_Dataset_.
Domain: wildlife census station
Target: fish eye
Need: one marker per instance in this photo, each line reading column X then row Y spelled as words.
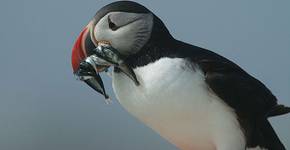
column 112, row 25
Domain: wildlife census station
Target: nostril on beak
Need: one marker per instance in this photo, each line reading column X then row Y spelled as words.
column 85, row 69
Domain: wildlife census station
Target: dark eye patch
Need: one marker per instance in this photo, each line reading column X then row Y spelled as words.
column 112, row 25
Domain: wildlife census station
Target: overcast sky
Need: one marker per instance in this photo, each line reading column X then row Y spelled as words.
column 43, row 107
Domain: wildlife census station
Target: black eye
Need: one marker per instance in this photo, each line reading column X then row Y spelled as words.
column 112, row 25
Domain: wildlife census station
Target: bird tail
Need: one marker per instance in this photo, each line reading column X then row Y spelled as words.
column 266, row 137
column 278, row 110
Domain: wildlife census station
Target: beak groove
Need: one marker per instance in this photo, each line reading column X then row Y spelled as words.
column 101, row 56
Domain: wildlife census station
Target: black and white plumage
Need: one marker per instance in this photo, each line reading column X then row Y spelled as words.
column 193, row 97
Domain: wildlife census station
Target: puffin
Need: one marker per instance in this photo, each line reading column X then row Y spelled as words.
column 192, row 97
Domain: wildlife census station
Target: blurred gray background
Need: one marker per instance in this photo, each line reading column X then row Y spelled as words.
column 43, row 107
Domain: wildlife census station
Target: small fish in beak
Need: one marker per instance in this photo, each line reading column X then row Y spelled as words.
column 88, row 73
column 111, row 55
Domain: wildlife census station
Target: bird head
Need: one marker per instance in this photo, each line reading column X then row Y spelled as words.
column 126, row 27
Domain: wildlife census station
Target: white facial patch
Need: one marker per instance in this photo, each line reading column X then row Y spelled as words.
column 132, row 32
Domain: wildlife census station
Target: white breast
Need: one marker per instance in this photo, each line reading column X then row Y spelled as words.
column 173, row 100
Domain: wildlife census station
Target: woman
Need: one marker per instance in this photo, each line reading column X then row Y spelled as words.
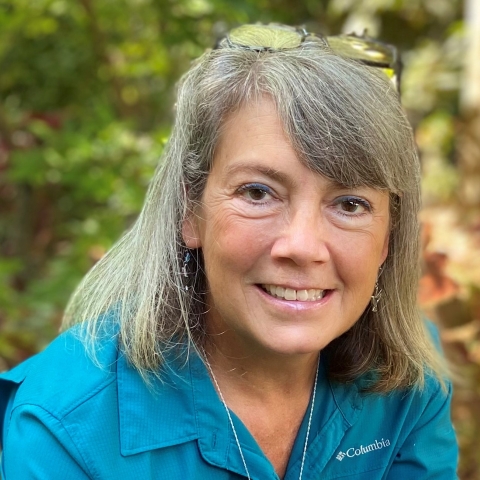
column 259, row 320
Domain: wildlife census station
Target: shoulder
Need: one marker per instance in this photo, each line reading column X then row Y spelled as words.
column 61, row 377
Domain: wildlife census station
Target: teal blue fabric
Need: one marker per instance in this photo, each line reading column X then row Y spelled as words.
column 67, row 418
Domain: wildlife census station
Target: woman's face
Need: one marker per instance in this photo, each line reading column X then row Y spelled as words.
column 291, row 258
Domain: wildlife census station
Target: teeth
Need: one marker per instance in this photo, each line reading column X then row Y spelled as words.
column 291, row 294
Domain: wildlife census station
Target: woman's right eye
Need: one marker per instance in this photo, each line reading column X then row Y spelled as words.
column 256, row 192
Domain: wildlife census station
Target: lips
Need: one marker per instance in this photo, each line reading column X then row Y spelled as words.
column 307, row 295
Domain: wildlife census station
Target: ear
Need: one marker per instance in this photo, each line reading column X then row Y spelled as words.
column 384, row 253
column 191, row 232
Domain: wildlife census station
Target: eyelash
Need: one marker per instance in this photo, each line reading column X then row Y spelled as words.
column 355, row 200
column 255, row 186
column 348, row 198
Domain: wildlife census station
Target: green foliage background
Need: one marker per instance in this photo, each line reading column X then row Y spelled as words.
column 86, row 96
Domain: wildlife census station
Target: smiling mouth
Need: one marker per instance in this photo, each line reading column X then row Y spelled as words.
column 310, row 295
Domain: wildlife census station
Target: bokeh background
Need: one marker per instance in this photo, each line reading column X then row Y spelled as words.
column 86, row 96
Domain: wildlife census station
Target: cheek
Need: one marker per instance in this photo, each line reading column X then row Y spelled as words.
column 232, row 243
column 358, row 259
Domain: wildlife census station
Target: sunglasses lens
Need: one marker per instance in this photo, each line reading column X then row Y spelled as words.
column 265, row 37
column 372, row 53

_Task_. Reproduce each line in the listing above that mentions the string "background".

_Finished exercise_.
Target: blurred gray background
Target: green foliage background
Target: bokeh background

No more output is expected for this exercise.